Task statement
Rewrite all of the material below with "innermost point" replaced by "central point" and everything else left unchanged. Leave the pictures out of your answer.

..............................

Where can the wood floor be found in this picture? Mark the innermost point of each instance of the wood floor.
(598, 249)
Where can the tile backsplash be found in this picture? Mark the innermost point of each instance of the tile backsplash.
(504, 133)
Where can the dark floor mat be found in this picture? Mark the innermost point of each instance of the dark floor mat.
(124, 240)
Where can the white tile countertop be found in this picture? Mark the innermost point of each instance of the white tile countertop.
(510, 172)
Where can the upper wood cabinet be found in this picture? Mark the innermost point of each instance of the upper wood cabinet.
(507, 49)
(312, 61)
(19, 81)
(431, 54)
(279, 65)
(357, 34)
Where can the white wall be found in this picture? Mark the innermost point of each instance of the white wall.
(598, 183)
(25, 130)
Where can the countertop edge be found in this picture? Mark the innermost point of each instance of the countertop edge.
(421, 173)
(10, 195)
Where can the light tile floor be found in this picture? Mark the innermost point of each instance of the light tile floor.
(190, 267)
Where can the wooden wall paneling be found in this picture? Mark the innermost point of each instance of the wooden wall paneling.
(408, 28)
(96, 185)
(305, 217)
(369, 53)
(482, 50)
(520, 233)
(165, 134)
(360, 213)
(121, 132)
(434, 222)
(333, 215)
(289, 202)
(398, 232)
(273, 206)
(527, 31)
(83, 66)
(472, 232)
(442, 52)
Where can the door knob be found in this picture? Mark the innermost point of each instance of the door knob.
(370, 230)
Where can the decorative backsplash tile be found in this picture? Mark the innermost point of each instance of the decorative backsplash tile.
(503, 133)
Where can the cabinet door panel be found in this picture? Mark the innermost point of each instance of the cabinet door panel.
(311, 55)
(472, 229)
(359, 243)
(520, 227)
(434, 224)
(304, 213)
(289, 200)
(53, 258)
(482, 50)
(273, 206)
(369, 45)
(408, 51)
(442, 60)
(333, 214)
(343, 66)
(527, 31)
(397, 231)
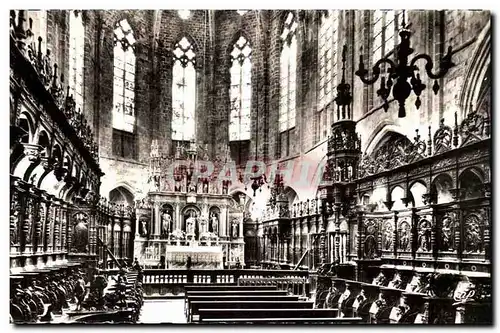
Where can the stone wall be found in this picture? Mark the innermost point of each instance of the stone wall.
(214, 33)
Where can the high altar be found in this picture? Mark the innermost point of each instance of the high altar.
(188, 219)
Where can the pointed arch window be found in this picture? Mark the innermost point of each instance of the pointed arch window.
(37, 25)
(384, 29)
(288, 78)
(184, 91)
(327, 54)
(240, 90)
(124, 78)
(328, 38)
(76, 52)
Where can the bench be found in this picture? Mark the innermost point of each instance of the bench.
(216, 287)
(309, 321)
(196, 305)
(266, 313)
(236, 298)
(225, 288)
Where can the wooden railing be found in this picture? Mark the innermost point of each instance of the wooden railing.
(165, 282)
(296, 285)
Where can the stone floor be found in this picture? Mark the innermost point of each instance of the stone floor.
(155, 311)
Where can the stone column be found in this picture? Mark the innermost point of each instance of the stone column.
(223, 220)
(177, 217)
(240, 231)
(156, 221)
(65, 228)
(344, 254)
(15, 217)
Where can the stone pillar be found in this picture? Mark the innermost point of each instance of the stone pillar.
(156, 221)
(27, 229)
(223, 220)
(15, 218)
(344, 246)
(177, 217)
(240, 231)
(65, 228)
(460, 315)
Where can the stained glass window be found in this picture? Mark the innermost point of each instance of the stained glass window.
(327, 54)
(184, 91)
(37, 24)
(124, 78)
(384, 29)
(288, 67)
(76, 52)
(328, 37)
(240, 90)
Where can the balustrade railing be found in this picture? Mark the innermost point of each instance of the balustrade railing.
(51, 78)
(172, 281)
(293, 284)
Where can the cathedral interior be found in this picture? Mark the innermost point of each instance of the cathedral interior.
(250, 166)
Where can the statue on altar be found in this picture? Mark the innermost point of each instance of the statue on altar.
(144, 228)
(80, 239)
(166, 222)
(190, 224)
(215, 224)
(234, 228)
(203, 225)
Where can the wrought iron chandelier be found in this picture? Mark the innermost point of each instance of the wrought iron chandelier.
(257, 182)
(403, 69)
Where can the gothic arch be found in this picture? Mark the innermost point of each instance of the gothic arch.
(196, 46)
(476, 73)
(121, 194)
(380, 135)
(236, 36)
(124, 185)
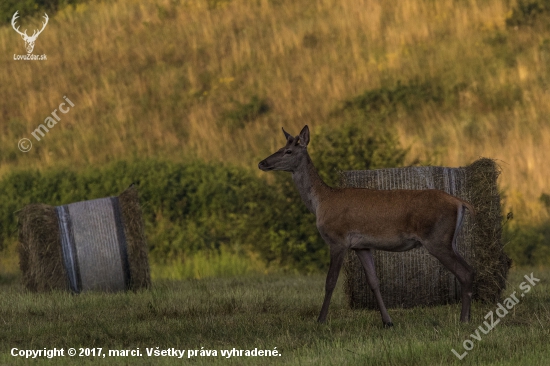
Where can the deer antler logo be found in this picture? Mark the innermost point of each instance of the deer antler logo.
(29, 41)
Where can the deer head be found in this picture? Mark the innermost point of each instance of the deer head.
(289, 157)
(29, 41)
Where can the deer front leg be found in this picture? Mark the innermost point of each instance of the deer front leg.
(365, 256)
(336, 259)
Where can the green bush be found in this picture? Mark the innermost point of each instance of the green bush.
(191, 207)
(359, 144)
(410, 96)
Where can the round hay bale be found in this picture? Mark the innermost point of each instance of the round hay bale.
(415, 277)
(89, 245)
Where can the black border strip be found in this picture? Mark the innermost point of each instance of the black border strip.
(70, 257)
(122, 244)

..............................

Result of the task
Where can the wood floor be found in this picture? Mark the central point of each instance of the wood floor.
(598, 249)
Where can the tile backsplash be found in this picture? Mark the central point of each instance of the tile backsplash.
(504, 133)
Where can the dark floor mat be found in this picture? Mark the central point of each instance of the dark floor mat.
(124, 240)
Where can the white tile countertop be found in this picture? Mark the central point of each instance of the white tile countertop.
(510, 172)
Where can the upper wood cabinet be found in this picture? Mark the central point of each instance of the upper wood cabinet.
(507, 49)
(312, 61)
(19, 81)
(431, 54)
(279, 65)
(357, 34)
Where can the white wall be found in this picture? Mark the central point of each instance of the white wall.
(598, 183)
(25, 130)
Where can the countertop edge be found in this picture? Mark the central point of each instance of the countertop edge.
(421, 173)
(10, 195)
Where can the light tile floor be found in this picture? Mark the central point of each instance of the light tile floor.
(190, 267)
Where can the wooden wall paneling be found in this picture? Mark the central point of each instance of the wooden wall paneling.
(408, 28)
(96, 185)
(305, 217)
(369, 53)
(482, 50)
(520, 233)
(165, 134)
(360, 213)
(121, 132)
(434, 222)
(333, 215)
(289, 202)
(398, 232)
(273, 206)
(527, 31)
(83, 66)
(472, 232)
(442, 52)
Where can the door knob be found in this picture? Mark the central point of each instance of the door knob.
(370, 230)
Where can the decorative backsplash tile be found in this picture? Mark the central point of each instance of the decorative backsplash tile.
(503, 133)
Where can the cabinet door panel be found in this picture? Mark the central point of each instance of the cabinet door panel.
(311, 55)
(472, 229)
(359, 243)
(520, 227)
(434, 224)
(304, 213)
(289, 200)
(53, 258)
(482, 50)
(273, 206)
(369, 45)
(408, 51)
(442, 60)
(333, 214)
(343, 66)
(527, 31)
(397, 231)
Where can the stone wall be found in this picture? Mark the central point of each instance of the stone wall.
(214, 33)
Where can the high altar be found in this picture? Mark the central point of each instance of the high altar.
(188, 219)
Where can the pointed arch window be found in this picture? Mark the central point of each instance of the pointed arch window.
(37, 25)
(384, 29)
(288, 78)
(184, 91)
(327, 54)
(240, 90)
(124, 78)
(328, 38)
(76, 52)
Where can the bench be found in this picture? Mark the central point of each instance of the bench.
(216, 287)
(309, 321)
(196, 305)
(266, 313)
(236, 298)
(225, 288)
Where can the wooden railing be found in this picture? Mark the central point of each instance of the wooden railing.
(165, 282)
(296, 285)
Where can the stone floor be found in this picture? Mark the central point of each instance of the stone floor.
(155, 311)
Where can the stone column be found in this picture? Mark the central point of each instance of the stone column.
(223, 220)
(177, 217)
(240, 231)
(156, 221)
(65, 228)
(344, 254)
(15, 217)
Where can the stone pillar be found in this picture? Mark the central point of each instance of the stone pillar.
(156, 221)
(27, 229)
(223, 220)
(15, 218)
(344, 246)
(177, 217)
(240, 231)
(65, 228)
(460, 315)
Where can the stained glass window be found in this picture? Mark the central point of each instance of the stained glass window.
(327, 54)
(184, 91)
(37, 24)
(124, 78)
(384, 29)
(288, 67)
(76, 52)
(328, 37)
(240, 90)
Where can the balustrade railing be found in this picture? Mark the central point of each instance of the balustrade railing.
(51, 78)
(172, 281)
(293, 284)
Where can the cathedral interior be found in this picture? Mark the central point of each instance of the cathedral interior.
(250, 166)
Where can the statue on altar be found in this picture? Mark the central point of each instance of the statue on altar.
(144, 228)
(80, 239)
(166, 222)
(190, 224)
(215, 224)
(234, 228)
(203, 225)
Where can the wrought iron chandelier be found in this picture? Mark the central point of each instance of the wrought iron chandelier.
(257, 182)
(403, 69)
Where can the gothic arch be found in this picture? Mark the central point of each instance of the gothic arch.
(196, 46)
(476, 73)
(121, 194)
(380, 135)
(236, 36)
(124, 185)
Where can the deer antler logo be found in this picture? Mark the central point of each instance of the deer antler logo.
(29, 41)
Where can the deer head be found in this picture? Mark the central point of each instance of the deer head.
(289, 157)
(29, 41)
Where can the deer front leg be found in this picture? Mark the central point of each instance of the deer front leg.
(365, 256)
(336, 259)
Where can the green bush be found in this picture? Mark the central point of each instance of the green bush.
(191, 207)
(359, 144)
(410, 96)
Where can the round hay bale be found in this picture? Mark the central point of each instance of the round hay bale.
(415, 277)
(89, 245)
Where can the black border strip be found in this picture? Mark the central point of each instance of the black border strip.
(70, 257)
(122, 244)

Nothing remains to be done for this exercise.